→ **Goal**:
Convert the data below into a JSON list of strings with one string per line, skipping blank lines. Leave the pictures out.

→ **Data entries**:
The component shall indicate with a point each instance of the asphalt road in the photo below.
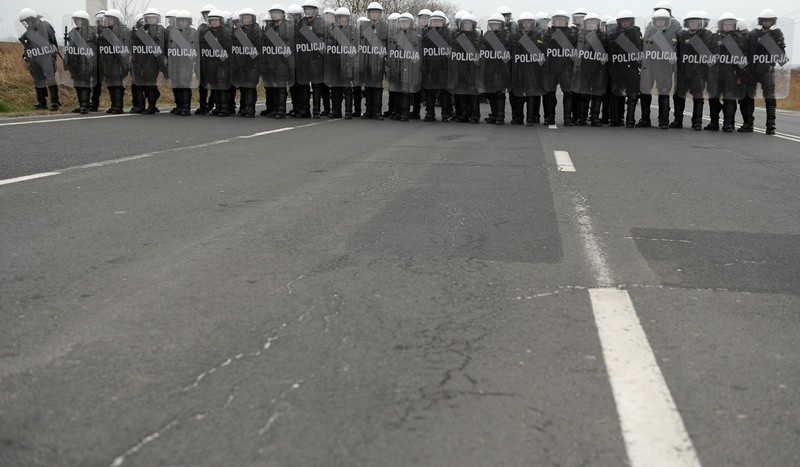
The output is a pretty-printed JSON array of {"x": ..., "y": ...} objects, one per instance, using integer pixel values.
[{"x": 208, "y": 291}]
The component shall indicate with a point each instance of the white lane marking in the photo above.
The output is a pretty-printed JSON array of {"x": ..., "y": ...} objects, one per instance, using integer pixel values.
[
  {"x": 651, "y": 424},
  {"x": 69, "y": 119},
  {"x": 9, "y": 181},
  {"x": 563, "y": 161},
  {"x": 652, "y": 427}
]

→ **Solution**:
[
  "The component shall indicate with a point each instance of the asphalt road in the photo below.",
  "The output is a pretty-printed JSON array of {\"x\": ..., \"y\": ...} objects, one per instance, using integer pixel values.",
  "[{\"x\": 208, \"y\": 291}]",
  "The component shall indicate with a point each instance of the white lane marking in the photo above.",
  "The output is a pretty-printed JSON array of {\"x\": ..., \"y\": ...} objects, one per instance, using integer pixel values.",
  "[",
  "  {\"x\": 651, \"y\": 424},",
  "  {\"x\": 69, \"y\": 119},",
  "  {\"x\": 9, \"y\": 181},",
  "  {\"x\": 563, \"y\": 161},",
  "  {\"x\": 652, \"y\": 427}",
  "]"
]